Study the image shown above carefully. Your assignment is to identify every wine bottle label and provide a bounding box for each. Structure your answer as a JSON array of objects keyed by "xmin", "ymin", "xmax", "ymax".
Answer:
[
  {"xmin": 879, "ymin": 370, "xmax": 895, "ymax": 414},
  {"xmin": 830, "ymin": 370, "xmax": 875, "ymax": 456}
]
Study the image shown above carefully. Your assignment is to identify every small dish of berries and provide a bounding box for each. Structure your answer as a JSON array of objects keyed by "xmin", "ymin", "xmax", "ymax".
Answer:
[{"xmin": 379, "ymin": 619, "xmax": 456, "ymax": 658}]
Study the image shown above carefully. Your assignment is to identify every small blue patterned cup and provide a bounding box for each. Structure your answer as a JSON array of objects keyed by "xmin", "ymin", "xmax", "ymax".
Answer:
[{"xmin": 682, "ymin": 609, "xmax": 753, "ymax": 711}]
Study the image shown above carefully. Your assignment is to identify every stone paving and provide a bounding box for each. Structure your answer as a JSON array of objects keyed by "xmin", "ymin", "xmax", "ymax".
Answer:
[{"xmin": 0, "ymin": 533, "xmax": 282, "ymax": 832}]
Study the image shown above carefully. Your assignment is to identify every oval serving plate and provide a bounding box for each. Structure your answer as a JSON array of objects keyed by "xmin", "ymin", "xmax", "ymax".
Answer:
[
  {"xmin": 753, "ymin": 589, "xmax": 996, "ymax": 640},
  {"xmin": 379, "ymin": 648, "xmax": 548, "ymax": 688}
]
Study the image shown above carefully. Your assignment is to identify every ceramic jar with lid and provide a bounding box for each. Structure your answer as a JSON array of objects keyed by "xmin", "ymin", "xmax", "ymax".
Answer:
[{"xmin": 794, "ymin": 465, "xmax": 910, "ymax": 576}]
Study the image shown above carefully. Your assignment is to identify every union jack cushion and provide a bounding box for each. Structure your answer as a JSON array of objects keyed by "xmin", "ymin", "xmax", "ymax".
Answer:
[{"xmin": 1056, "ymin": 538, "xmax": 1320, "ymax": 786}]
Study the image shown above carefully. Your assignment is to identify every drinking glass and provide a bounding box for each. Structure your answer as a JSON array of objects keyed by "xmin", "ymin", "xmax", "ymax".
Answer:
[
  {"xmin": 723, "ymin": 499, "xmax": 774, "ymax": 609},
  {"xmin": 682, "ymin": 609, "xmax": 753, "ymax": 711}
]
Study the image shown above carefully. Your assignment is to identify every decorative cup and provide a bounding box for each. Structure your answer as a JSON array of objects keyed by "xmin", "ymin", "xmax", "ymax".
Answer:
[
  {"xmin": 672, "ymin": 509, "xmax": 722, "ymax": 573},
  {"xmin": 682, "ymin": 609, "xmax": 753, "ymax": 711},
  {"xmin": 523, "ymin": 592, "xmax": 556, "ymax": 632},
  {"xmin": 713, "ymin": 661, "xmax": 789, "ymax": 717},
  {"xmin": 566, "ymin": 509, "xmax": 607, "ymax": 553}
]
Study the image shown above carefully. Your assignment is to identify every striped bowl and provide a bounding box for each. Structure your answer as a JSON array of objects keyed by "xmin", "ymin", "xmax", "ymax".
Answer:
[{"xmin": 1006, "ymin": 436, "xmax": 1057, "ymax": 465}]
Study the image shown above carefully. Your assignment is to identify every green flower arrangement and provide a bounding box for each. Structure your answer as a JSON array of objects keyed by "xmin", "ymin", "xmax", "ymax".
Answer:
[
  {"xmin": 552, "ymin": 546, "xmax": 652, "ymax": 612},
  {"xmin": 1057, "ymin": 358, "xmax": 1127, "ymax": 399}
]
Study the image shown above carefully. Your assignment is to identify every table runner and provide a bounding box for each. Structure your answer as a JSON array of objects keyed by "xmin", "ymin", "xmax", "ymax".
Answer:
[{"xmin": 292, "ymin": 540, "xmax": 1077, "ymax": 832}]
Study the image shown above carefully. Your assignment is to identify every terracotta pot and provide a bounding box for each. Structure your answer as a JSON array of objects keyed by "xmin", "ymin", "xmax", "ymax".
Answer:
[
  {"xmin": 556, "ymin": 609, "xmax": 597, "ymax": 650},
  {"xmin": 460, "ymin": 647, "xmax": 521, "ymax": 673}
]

-=-=-

● THE REQUEST: Starting from the line containing "identify every table" and ending with the final line of the data, reproduce each line exactly as it appears, including no other lines.

● EXPECTED ANSWER:
Study the image shown above carefully. Your assignment is to identify every table runner and provide a bounding box for each. Structure your answer as a JSON array of objects keyed by "xmin", "ymin", "xmax", "ymax".
Answer:
[{"xmin": 292, "ymin": 540, "xmax": 1077, "ymax": 832}]
Study the image shown above carefully. Your assignment is to identify every terracotta pot and provide a bounding box for each. Structure your answer as a JSON array of objects keyed by "xmin", "ymin", "xmax", "ymax".
Answer:
[
  {"xmin": 556, "ymin": 609, "xmax": 597, "ymax": 650},
  {"xmin": 460, "ymin": 647, "xmax": 521, "ymax": 673}
]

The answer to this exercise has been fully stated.